Supplied records ->
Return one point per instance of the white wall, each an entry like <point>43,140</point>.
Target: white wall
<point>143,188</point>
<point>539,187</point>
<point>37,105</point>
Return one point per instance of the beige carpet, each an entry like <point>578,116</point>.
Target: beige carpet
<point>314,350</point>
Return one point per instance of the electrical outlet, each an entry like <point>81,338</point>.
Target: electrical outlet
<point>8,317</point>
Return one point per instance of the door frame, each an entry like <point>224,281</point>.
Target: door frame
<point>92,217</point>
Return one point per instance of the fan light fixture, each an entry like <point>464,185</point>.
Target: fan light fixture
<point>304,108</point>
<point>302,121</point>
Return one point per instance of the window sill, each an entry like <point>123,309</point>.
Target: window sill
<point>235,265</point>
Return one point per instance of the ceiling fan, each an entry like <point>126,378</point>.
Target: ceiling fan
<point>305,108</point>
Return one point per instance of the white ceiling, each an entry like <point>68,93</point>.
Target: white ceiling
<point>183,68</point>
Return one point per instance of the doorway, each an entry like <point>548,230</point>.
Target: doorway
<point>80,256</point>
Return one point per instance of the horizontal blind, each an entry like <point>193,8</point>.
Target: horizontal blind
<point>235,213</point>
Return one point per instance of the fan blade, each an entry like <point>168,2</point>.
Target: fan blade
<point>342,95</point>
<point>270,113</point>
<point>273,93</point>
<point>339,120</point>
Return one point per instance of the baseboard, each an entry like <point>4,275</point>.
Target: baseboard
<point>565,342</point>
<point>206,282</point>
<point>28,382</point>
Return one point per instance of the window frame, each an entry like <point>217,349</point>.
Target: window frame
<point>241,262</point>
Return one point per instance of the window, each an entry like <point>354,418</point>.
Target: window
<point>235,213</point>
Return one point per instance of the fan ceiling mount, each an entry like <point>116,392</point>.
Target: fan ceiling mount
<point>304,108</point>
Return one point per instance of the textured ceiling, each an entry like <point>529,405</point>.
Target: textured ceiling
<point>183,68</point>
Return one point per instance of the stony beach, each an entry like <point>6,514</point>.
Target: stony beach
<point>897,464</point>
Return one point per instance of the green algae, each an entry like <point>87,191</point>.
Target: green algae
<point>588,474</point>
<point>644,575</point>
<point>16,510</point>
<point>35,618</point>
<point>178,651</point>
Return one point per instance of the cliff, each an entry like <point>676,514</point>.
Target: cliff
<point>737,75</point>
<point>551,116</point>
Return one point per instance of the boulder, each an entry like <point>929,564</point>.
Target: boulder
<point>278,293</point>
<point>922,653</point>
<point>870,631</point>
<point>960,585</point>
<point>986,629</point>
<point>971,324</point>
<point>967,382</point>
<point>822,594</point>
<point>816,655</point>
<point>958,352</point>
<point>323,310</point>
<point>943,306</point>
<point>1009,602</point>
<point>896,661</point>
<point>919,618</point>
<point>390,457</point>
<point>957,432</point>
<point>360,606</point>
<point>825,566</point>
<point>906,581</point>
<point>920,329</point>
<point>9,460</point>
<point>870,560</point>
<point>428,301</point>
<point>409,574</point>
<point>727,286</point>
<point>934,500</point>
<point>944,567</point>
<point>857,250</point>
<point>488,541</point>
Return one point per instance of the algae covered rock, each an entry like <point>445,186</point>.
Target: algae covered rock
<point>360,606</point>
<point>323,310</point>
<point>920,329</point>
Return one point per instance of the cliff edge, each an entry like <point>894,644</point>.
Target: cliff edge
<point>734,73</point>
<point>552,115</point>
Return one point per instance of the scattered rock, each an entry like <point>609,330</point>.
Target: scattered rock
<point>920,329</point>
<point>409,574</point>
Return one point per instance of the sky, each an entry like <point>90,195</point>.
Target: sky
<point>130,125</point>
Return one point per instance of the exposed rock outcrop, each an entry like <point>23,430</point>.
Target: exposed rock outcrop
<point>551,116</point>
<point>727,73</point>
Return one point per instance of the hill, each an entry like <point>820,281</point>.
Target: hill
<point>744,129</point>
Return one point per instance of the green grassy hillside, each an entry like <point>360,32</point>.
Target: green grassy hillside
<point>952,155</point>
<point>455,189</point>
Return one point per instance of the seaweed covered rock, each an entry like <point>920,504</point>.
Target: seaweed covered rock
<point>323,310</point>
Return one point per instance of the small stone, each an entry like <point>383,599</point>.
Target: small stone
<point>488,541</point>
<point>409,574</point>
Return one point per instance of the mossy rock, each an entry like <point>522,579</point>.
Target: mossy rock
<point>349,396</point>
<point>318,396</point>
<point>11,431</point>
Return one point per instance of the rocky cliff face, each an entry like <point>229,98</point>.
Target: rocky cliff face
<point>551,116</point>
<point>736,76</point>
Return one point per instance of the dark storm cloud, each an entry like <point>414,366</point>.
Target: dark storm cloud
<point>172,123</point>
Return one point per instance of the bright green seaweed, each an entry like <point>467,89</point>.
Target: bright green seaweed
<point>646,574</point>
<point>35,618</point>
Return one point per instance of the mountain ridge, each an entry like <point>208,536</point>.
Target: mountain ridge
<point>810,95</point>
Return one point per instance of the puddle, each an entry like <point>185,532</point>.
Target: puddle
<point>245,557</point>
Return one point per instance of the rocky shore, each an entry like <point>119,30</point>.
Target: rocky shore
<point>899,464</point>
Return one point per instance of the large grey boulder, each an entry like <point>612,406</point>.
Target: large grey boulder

What you will do -> Return the full listing. Leave every word as it stands.

Response to the task ->
Return one point per instance of the white wall, each an entry like <point>43,140</point>.
Target: white wall
<point>143,188</point>
<point>539,187</point>
<point>37,105</point>
Return one point per instance of the beige carpet, each an entry like <point>578,116</point>.
Target: beige carpet
<point>314,350</point>
Return one point per instance of the electrical outlet, each an entry like <point>81,338</point>.
Target: electrical outlet
<point>8,317</point>
Return one point per instance of the door frame, each an entry like <point>224,281</point>.
Target: door frame
<point>92,217</point>
Return one point per instance of the fan light fixture, each an entry like <point>464,185</point>.
Target: fan light fixture
<point>304,108</point>
<point>302,121</point>
Return one point per instance of the window sill, each an entry like <point>123,309</point>.
Target: window sill
<point>235,265</point>
Return one point per instance of the ceiling fan, each an entry like <point>126,378</point>.
Target: ceiling fan
<point>305,108</point>
Return one point per instance of the white ceiling, each an entry like <point>68,93</point>.
Target: white ceiling
<point>183,68</point>
Return one point per instance of the doorway, each an entry like <point>548,230</point>.
Target: doorway
<point>80,256</point>
Return one point per instance of the horizontal blind, each an entry like <point>193,8</point>.
Target: horizontal blind
<point>235,213</point>
Return one point per instance of the fan blade, each an entry like <point>168,2</point>.
Target: fan blade
<point>342,95</point>
<point>270,113</point>
<point>273,93</point>
<point>339,120</point>
Return one point per instance of the baseboard, each an entry like <point>4,275</point>.
Target: baseboard
<point>565,342</point>
<point>206,282</point>
<point>28,382</point>
Return one point per instance of the window frame, each an entry like <point>217,349</point>.
Target: window frame
<point>241,262</point>
Return one point per instance of the window, each an entry like <point>354,418</point>.
Target: window
<point>235,213</point>
Return one point per instance of the fan ceiling mount, each an entry like <point>116,392</point>.
Target: fan ceiling mount
<point>304,108</point>
Return one point per instance of the textured ceiling, each an entry like <point>529,405</point>.
Target: textured ceiling
<point>183,68</point>
Return one point per instance of the stony beach, each an entry like <point>6,514</point>.
Target: stony beach
<point>897,464</point>
Return one point per instance of the green algae, each an entry like <point>87,191</point>.
Target: green algae
<point>588,474</point>
<point>644,575</point>
<point>16,510</point>
<point>35,618</point>
<point>178,651</point>
Return one point per instance of the cliff, each an entry like <point>676,514</point>.
Target: cliff
<point>737,75</point>
<point>551,116</point>
Return one point per instance of the boulder, each an entry like <point>929,564</point>.
Target: boulder
<point>278,293</point>
<point>922,653</point>
<point>870,631</point>
<point>960,585</point>
<point>986,629</point>
<point>971,324</point>
<point>967,382</point>
<point>822,594</point>
<point>816,655</point>
<point>958,352</point>
<point>323,310</point>
<point>943,306</point>
<point>1009,602</point>
<point>896,661</point>
<point>919,618</point>
<point>390,457</point>
<point>957,432</point>
<point>360,606</point>
<point>825,566</point>
<point>906,581</point>
<point>920,329</point>
<point>9,460</point>
<point>870,560</point>
<point>428,301</point>
<point>409,574</point>
<point>727,286</point>
<point>934,500</point>
<point>944,567</point>
<point>857,250</point>
<point>488,541</point>
Return one point per instance of the algae covered rock, each an entry like <point>445,186</point>.
Target: algae covered rock
<point>360,606</point>
<point>323,310</point>
<point>920,329</point>
Return one point per instance of the cliff edge, each an entry like <point>894,644</point>.
Target: cliff edge
<point>734,73</point>
<point>552,115</point>
Return one point per instance of the scattered rock, each an entry like <point>609,330</point>.
Target: scattered rock
<point>920,329</point>
<point>409,574</point>
Return one point per instance of the sky, each an entry like <point>90,195</point>.
Target: sky
<point>130,125</point>
Return one point per instance of the exposed rock outcrop, each an entry like <point>23,430</point>.
Target: exposed rock outcrop
<point>551,116</point>
<point>727,73</point>
Return one point per instance of the hill, each an entry like <point>820,281</point>.
Target: hill
<point>744,129</point>
Return one point per instance of the green grassy hillside, each an entry like <point>360,32</point>.
Target: green grassy hillside
<point>952,155</point>
<point>455,189</point>
Return one point per instance of the seaweed covered rock, each an entry like <point>920,504</point>.
Target: seaweed covered rock
<point>323,310</point>
Return one point per instance of the small stone, each an entry like <point>383,599</point>.
Target: small stone
<point>488,541</point>
<point>409,574</point>
Return one point per instance of the mossy rock, each an entry like <point>522,579</point>.
Target: mossy rock
<point>349,396</point>
<point>318,396</point>
<point>11,431</point>
Return one point per instance of the rocky cliff face, each an entry like <point>229,98</point>.
Target: rocky cliff face
<point>551,116</point>
<point>736,76</point>
Return one point per instance of the dark storm cloud, each an entry like <point>414,366</point>.
Target: dark storm cloud
<point>172,123</point>
Return one point per instance of the bright green seaweed, each an entry like <point>467,89</point>.
Target: bright green seaweed
<point>646,574</point>
<point>35,618</point>
Return one point per instance of the mountain ridge, each an entry like <point>208,536</point>.
Target: mountain ridge
<point>810,95</point>
Return one point per instance of the puddle, each an entry like <point>185,532</point>.
Target: puddle
<point>245,557</point>
Return one point per instance of the rocky shore, each an entry like <point>119,30</point>.
Target: rocky shore
<point>899,464</point>
Return one point per instance of the large grey boulder, each an entry like <point>612,406</point>.
Target: large grey boulder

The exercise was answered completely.